__Supplied entries__.
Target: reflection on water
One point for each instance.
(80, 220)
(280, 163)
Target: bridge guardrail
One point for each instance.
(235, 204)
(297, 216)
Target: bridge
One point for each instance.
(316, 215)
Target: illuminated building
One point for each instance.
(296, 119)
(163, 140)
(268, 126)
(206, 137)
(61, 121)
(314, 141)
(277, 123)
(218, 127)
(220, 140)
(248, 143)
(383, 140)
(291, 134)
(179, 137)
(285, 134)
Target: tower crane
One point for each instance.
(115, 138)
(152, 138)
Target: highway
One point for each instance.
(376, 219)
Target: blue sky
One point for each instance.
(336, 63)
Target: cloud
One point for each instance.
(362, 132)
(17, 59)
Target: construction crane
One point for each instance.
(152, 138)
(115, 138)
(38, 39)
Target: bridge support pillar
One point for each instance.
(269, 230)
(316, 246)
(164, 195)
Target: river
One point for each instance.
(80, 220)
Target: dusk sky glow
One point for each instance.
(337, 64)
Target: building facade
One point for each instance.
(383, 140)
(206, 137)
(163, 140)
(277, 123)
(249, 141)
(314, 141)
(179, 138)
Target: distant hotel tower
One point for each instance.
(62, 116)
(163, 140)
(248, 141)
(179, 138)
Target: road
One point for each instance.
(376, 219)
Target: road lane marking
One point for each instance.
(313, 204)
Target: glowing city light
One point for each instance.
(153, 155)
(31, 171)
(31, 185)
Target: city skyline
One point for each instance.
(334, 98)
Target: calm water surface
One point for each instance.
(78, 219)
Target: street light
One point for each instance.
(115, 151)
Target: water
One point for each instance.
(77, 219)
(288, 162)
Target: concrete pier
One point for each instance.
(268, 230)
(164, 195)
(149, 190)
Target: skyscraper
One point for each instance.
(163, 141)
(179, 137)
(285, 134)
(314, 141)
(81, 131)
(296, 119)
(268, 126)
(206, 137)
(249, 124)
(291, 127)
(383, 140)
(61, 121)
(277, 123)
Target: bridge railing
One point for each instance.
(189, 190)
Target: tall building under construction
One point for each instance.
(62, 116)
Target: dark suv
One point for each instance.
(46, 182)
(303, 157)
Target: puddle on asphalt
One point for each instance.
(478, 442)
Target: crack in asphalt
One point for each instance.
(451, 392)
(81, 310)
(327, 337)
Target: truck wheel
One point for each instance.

__Stated goal__. Print the entries exactly. Include every one.

__Output__.
Target: reflection on water
One point for each instance.
(80, 220)
(280, 163)
Target: bridge guardrail
One point for each instance.
(235, 204)
(297, 216)
Target: bridge
One point for each instance.
(316, 215)
Target: illuminated building
One point for each instance.
(296, 119)
(163, 140)
(268, 126)
(206, 137)
(61, 121)
(314, 141)
(277, 123)
(218, 127)
(220, 140)
(248, 143)
(383, 140)
(291, 134)
(179, 137)
(285, 134)
Target: tower crane
One point for each instance.
(115, 138)
(152, 138)
Target: highway
One point for each instance.
(376, 219)
Target: blue sky
One point for each instance.
(336, 63)
Target: cloud
One point for each instance.
(362, 132)
(17, 59)
Target: construction crane
One point for each instance.
(152, 138)
(115, 138)
(38, 39)
Target: bridge support pillar
One point for each instance.
(269, 230)
(316, 246)
(164, 195)
Target: river
One point for each instance.
(80, 220)
Target: dusk sky glow
One point for each instance.
(337, 64)
Target: building facade
One point for each instance.
(383, 140)
(206, 137)
(163, 140)
(277, 123)
(249, 141)
(314, 141)
(179, 138)
Target: distant hotel tower
One point for each instance.
(62, 116)
(163, 140)
(248, 141)
(179, 138)
Target: road
One point for each instance.
(376, 219)
Target: road lane marking
One point for each instance.
(313, 204)
Target: glowing city light
One point for each instance.
(153, 155)
(31, 171)
(31, 185)
Target: city skyline
One point for each instance.
(334, 98)
Target: calm water surface
One point for each instance.
(78, 219)
Target: street light
One point for each instance.
(115, 151)
Target: water
One point for each instance.
(77, 219)
(288, 162)
Target: concrete pier
One point for each instance.
(268, 230)
(164, 195)
(149, 190)
Target: skyscraper
One point for each instance.
(163, 141)
(179, 137)
(285, 134)
(314, 141)
(81, 131)
(296, 119)
(268, 126)
(206, 137)
(249, 124)
(291, 127)
(383, 140)
(61, 121)
(277, 123)
Target: bridge railing
One point for each instance.
(189, 190)
Target: tall building under construction
One point for each instance.
(62, 116)
Target: dark suv
One point for each instance.
(46, 182)
(303, 157)
Target: puddle on asphalt
One point for each instance.
(478, 442)
Target: crack in asphalt
One point for each instance.
(451, 392)
(81, 310)
(327, 337)
Target: truck wheel
One point for each instance.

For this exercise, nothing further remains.